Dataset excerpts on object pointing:

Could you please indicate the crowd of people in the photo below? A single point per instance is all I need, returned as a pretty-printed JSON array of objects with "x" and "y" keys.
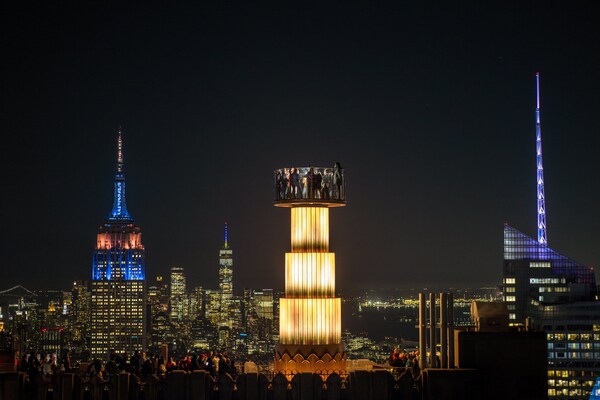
[
  {"x": 310, "y": 183},
  {"x": 401, "y": 358},
  {"x": 38, "y": 365}
]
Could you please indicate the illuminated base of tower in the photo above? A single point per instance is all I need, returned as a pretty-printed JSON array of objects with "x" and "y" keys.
[{"x": 323, "y": 359}]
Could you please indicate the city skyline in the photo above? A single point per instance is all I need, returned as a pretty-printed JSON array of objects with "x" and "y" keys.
[{"x": 431, "y": 112}]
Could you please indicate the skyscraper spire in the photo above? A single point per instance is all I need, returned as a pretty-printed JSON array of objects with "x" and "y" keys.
[
  {"x": 542, "y": 235},
  {"x": 119, "y": 211},
  {"x": 226, "y": 245}
]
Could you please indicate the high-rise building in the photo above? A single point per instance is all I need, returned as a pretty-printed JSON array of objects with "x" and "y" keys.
[
  {"x": 226, "y": 280},
  {"x": 80, "y": 314},
  {"x": 310, "y": 314},
  {"x": 177, "y": 294},
  {"x": 118, "y": 278},
  {"x": 551, "y": 292}
]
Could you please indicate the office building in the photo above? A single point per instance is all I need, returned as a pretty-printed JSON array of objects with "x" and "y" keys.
[
  {"x": 118, "y": 278},
  {"x": 551, "y": 292},
  {"x": 177, "y": 294}
]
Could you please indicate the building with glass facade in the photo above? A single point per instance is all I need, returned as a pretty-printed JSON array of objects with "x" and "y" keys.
[
  {"x": 118, "y": 278},
  {"x": 556, "y": 294}
]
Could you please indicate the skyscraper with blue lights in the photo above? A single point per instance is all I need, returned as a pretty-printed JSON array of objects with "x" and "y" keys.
[
  {"x": 548, "y": 291},
  {"x": 118, "y": 278}
]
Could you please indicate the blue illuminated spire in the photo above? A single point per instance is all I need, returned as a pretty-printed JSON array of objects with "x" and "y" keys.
[
  {"x": 119, "y": 211},
  {"x": 542, "y": 235}
]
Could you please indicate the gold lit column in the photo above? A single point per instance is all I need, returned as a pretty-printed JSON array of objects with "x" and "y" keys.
[{"x": 310, "y": 314}]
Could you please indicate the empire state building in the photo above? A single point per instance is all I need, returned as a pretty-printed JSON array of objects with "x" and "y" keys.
[{"x": 118, "y": 278}]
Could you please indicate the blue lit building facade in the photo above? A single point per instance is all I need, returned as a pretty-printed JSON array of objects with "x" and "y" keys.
[
  {"x": 557, "y": 295},
  {"x": 548, "y": 291},
  {"x": 118, "y": 279}
]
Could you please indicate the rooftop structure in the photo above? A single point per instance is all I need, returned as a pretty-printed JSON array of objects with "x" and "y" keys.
[{"x": 310, "y": 314}]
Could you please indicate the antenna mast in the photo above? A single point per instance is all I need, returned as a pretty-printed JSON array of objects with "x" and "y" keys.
[{"x": 542, "y": 235}]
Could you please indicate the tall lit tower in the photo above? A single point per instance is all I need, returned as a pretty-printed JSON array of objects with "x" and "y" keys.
[
  {"x": 226, "y": 278},
  {"x": 118, "y": 278},
  {"x": 542, "y": 235},
  {"x": 310, "y": 314},
  {"x": 177, "y": 293}
]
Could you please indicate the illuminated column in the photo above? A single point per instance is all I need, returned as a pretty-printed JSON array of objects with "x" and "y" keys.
[{"x": 310, "y": 314}]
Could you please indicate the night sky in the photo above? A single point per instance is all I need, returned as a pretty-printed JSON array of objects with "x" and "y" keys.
[{"x": 429, "y": 110}]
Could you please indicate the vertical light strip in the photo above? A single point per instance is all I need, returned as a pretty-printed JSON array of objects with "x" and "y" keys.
[{"x": 310, "y": 229}]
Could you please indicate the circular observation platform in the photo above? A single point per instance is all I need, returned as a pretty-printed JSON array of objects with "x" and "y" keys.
[{"x": 310, "y": 186}]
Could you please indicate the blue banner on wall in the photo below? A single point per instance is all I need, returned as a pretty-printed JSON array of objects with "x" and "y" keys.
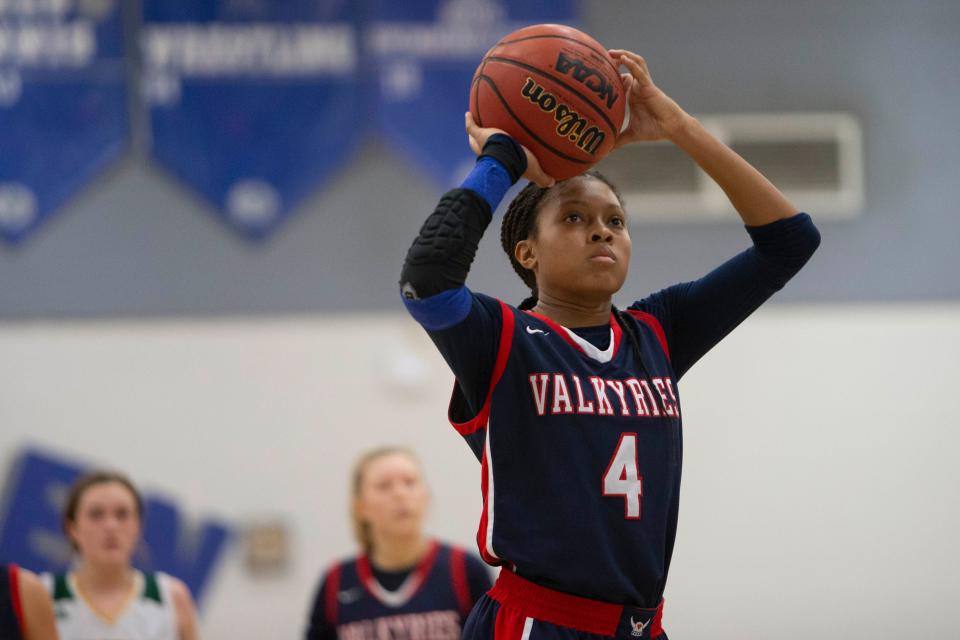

WHAT TO DO: Rewrite everything in the listing from the line containing "Could you please indicate the vertical" down to the end as a Markdown table with the columns Row and Line. Number each line, and leave out blank lines and pictures.

OUTPUT OF THE EXERCISE:
| Row | Line |
|---|---|
| 1 | Could you please indicate the vertical light strip in the photo above? A single point per instance is all I need, returned as a pretty-printed JSON array of objects with "x" and "y" keys. |
| 2 | [{"x": 310, "y": 229}] |
| 3 | Could you please indicate the circular observation platform in the photo above? A single point per instance is all I need, returned as a pretty-printed JSON array of objects with "x" and "y" keys. |
| 4 | [{"x": 310, "y": 186}] |
| 5 | Could you please indicate the blue banner on wall in the photo below? A single point per instance is all I need, returned as a pretty-printed JSON array of objects with "x" and "y" keys. |